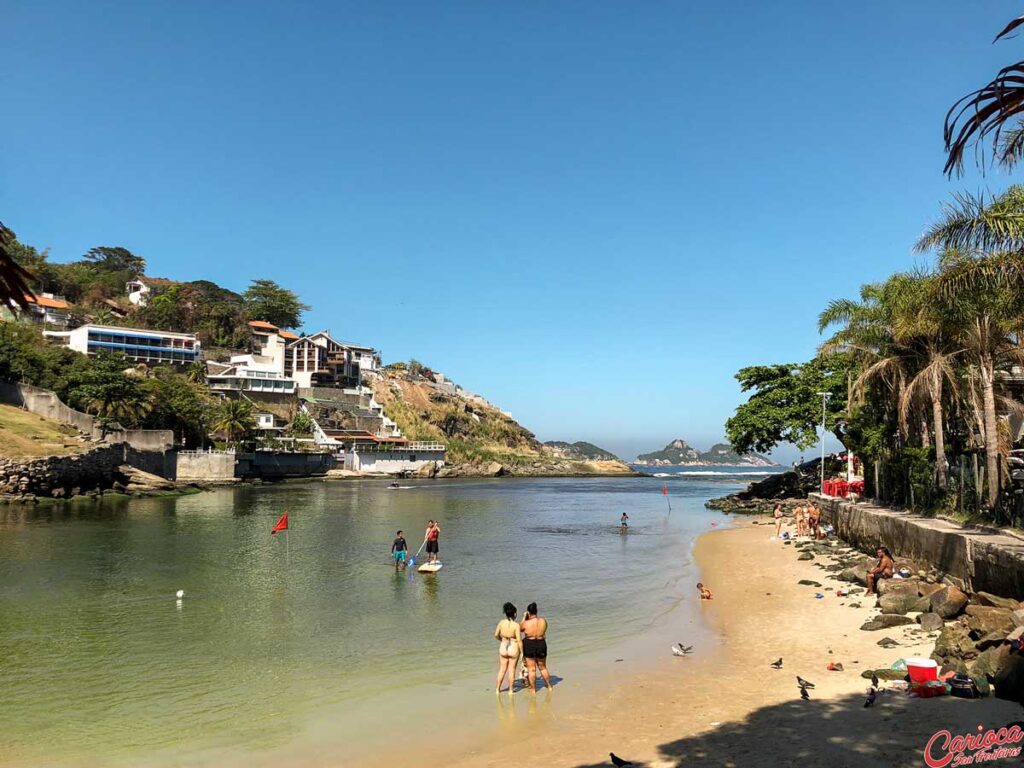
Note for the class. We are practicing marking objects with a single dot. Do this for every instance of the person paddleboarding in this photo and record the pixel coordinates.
(431, 539)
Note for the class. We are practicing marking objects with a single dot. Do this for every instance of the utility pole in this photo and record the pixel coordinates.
(824, 400)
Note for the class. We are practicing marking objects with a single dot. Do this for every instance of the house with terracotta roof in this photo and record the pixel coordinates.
(138, 290)
(43, 309)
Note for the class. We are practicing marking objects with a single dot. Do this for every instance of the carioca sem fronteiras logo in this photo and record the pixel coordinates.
(944, 750)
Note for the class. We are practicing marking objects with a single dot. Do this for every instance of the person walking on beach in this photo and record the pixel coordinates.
(398, 549)
(430, 538)
(883, 569)
(509, 639)
(535, 646)
(814, 520)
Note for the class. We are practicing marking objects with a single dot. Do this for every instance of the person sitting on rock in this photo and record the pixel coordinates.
(883, 569)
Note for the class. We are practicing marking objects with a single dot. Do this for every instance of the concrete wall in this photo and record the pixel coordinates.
(978, 559)
(46, 403)
(393, 462)
(217, 466)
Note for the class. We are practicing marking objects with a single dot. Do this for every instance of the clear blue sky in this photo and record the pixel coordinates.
(592, 213)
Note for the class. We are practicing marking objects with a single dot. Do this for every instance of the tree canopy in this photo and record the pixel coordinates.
(267, 301)
(785, 406)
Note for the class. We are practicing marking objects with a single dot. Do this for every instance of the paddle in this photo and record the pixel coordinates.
(412, 560)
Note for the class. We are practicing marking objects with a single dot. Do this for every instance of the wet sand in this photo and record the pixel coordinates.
(726, 706)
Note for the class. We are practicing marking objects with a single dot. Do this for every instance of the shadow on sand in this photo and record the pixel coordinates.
(837, 734)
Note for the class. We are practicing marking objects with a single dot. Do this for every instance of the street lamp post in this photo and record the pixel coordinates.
(824, 400)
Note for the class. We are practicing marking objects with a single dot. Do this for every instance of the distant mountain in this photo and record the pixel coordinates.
(581, 452)
(679, 453)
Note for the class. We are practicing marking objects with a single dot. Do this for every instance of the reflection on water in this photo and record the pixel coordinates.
(320, 640)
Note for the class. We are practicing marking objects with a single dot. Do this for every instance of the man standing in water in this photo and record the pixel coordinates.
(398, 550)
(430, 538)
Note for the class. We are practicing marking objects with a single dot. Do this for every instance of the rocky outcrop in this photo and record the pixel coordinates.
(67, 476)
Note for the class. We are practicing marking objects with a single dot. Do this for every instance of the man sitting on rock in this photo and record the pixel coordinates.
(883, 569)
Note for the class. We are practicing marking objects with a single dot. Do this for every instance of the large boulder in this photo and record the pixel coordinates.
(994, 601)
(988, 623)
(856, 573)
(885, 621)
(954, 642)
(902, 602)
(948, 601)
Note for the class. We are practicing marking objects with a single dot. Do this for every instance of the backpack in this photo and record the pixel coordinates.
(964, 687)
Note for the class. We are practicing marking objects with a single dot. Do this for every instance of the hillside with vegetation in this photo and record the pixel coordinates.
(480, 438)
(681, 454)
(26, 435)
(580, 451)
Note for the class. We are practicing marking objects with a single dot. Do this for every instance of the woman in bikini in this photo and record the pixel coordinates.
(509, 641)
(535, 646)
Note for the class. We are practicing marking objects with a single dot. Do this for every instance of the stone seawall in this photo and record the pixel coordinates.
(62, 476)
(977, 559)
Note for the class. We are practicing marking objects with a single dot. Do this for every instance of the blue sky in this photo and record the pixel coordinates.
(592, 213)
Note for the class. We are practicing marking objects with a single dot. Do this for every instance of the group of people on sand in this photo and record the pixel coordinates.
(431, 540)
(525, 639)
(807, 518)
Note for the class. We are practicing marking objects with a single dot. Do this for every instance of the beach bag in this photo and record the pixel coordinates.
(963, 686)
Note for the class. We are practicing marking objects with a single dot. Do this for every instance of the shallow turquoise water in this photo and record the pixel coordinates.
(323, 645)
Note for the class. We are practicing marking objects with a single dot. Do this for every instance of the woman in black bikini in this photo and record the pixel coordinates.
(535, 646)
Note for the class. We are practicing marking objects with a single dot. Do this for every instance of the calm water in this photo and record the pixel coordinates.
(321, 648)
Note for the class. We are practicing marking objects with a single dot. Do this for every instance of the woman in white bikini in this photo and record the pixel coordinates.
(509, 643)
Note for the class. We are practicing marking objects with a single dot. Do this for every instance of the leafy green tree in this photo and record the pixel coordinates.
(785, 406)
(266, 300)
(181, 406)
(107, 391)
(235, 419)
(116, 259)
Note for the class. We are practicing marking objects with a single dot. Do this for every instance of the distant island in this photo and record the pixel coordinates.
(580, 451)
(680, 454)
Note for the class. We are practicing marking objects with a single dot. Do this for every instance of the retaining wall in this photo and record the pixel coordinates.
(46, 403)
(978, 559)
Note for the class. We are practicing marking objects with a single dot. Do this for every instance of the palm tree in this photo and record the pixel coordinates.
(983, 296)
(985, 114)
(235, 418)
(196, 372)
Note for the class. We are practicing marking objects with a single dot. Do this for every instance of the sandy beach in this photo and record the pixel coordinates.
(729, 707)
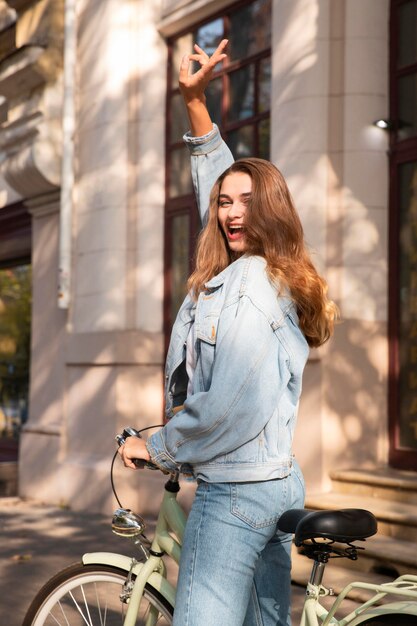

__________

** What is expected **
Output the records above exactly, omitting the pictures.

** Answer to this problem **
Note for the class. We are practicing marking objects with a single dot. Do this for every instance of the person paddleboarding in this photo and record the pixel coordinates.
(431, 539)
Note for the class. We are practicing marking objects with a single dot. Do this for every instance of the utility pole in this photo and record the pixel coordinates.
(824, 400)
Note for the class. We are practicing marking objects with a single dot. Do this for every instance of the house with terracotta roof in this photo and record the pixel coordinates.
(138, 290)
(43, 309)
Note for the class. We are practicing marking objects with a single dot. Do this for every instance of the carioca sem fronteiras logo in this photo and record the pixel coordinates.
(944, 750)
Note for the class. We are practicing marking objects with a single dot. Do this for every instance of the person walking on beach in this photo and record the pixel coordinates.
(398, 549)
(430, 538)
(883, 569)
(509, 639)
(535, 646)
(814, 520)
Note for the class. We are practicing marking objects with a single dot. Do this for every instance of the person sitting on rock in this photo and record the pixel coordinates.
(883, 569)
Note for the class. We are practicing marking objects with a single dot. Do this for every instance of the concrete wall in this photo and record the pixel coordinates.
(978, 559)
(46, 403)
(393, 462)
(217, 466)
Note for the class. We are practicing marking objects with a single dot. Do this for every instance of the clear blue sky in this photo and record the pixel coordinates.
(592, 213)
Note for the class. We are practicing marking objects with a single dot. Do this for every instance of the tree canopy in this photo and record the pixel coordinates.
(267, 301)
(785, 406)
Note for the class. We are practicing marking objects with a single dot. Do this for every instance of the paddle in this photo and record the pixel coordinates.
(412, 560)
Note for the class. We are practicing marking objects with a single dot. Do this for every instance of the wet sand in this photo and record the pixel coordinates.
(726, 706)
Note for the class. We are practicing marking objects with a single dot. Do this for every instance of the shadow on sand in this photo and record the pixel coordinates.
(837, 734)
Note for the class. We are practicing marking objects with a single dot. Do this for every instance of the street lamp post in this photo and record the pixel coordinates.
(824, 400)
Note for the class. We are practicing marking objects with a single dot. Do this for every instance of the distant mountain in this photo and record the pixel coordinates.
(581, 452)
(679, 453)
Note for the class. We are practicing marking objects with a single dot. Do this for every instance of the reflection on water in this photo and record the pixel coordinates.
(320, 640)
Note for the class. We are practicing marking objects with a single dot. Do this for every instance of the man standing in water in this photo and record the pixel coordinates.
(398, 550)
(430, 538)
Note for the class. We are practicing marking objects with a single dot. Do this for every instance of the rocky outcrop in this photo and record the pixel coordinates.
(67, 476)
Note for the class. We are practicing marking objects with a single dot. Do this for every instance of the man sitting on rock in this photo and record the pixel coordinates.
(883, 569)
Note for the class. We are practicing marking objects with a single dot. Do this for every instance of the large boulder in this photo and record the pixel coordinates.
(994, 601)
(988, 623)
(856, 573)
(885, 621)
(954, 642)
(902, 602)
(948, 601)
Note for the class. We are practicing marking objects with a single dot. Do this for every instance of the backpack in this photo and record the pixel coordinates.
(964, 687)
Note for the class. We are practicing marking objects with a single dot. Do this for every instance of the hillside with vegetation in this photo and record the pixel coordinates.
(480, 438)
(681, 454)
(26, 435)
(580, 451)
Note for the class. We are practicing marking objects with a single dot. Do this for every instance of the woman in bikini in this photo and record the pixel coordinates.
(509, 641)
(535, 646)
Note for the class. We are practicing marking objects with a single dot. Do this for every instance of the stone seawall in this photo and record the pixel coordinates.
(62, 476)
(977, 559)
Note for the class. We are practicing marking objects with a single dot. Do this for every instance of the blue sky in this photo and record the pixel coordinates.
(592, 213)
Note for the class. We are practicing marking objects with a single dot. Do this for every instance of the group of people on sand in this photo and record the pixel coordinates.
(431, 540)
(525, 639)
(807, 518)
Note for the class. We are practicing marking objects with a single dot. Do this for every instance of the beach bag in this photo and record the pixel coordinates.
(963, 686)
Note for the class. We are practicing marking objects with a single dot. Do this for every instance of the shallow turquoise water in this photo and record the pixel coordinates.
(323, 645)
Note for the class. We are practicing marking objects with a single dot. Do this for every instance of the woman in black bikini in this photo and record the pixel coordinates.
(535, 646)
Note for the class. We are practicing marking objects with a single dot. Do this for every instance of the calm water in this photo and record the pixel coordinates.
(321, 648)
Note for the class. We are practicing marking objects with a single dot. Do this for every instance of the woman in white bikini in this photo and record the pixel coordinates.
(509, 643)
Note for the class. We are practicing marking objects with a single dot. Do this for every instance of the leafy green tree in this photo and record the pixel coordinates.
(785, 406)
(266, 300)
(181, 406)
(107, 391)
(235, 419)
(116, 259)
Note for the class. We are practicing marking objects with a single dot. Do this for every instance of the distant island in this photo and record the pixel coordinates.
(580, 451)
(680, 454)
Note for the class. We are practicing marking objects with a single dot. Do this for every instance of the retaining wall in this photo and record the pixel coordinates.
(46, 403)
(978, 559)
Note for the class. We are practicing marking objects with a single dot. Do this for every instance of the palm tree in this photo and record the pixel coordinates.
(983, 296)
(985, 114)
(235, 418)
(196, 372)
Note for the class. We are practicing marking objects with a single dot. Do this for every instance of the sandy beach in this photo and record the pixel coordinates.
(729, 707)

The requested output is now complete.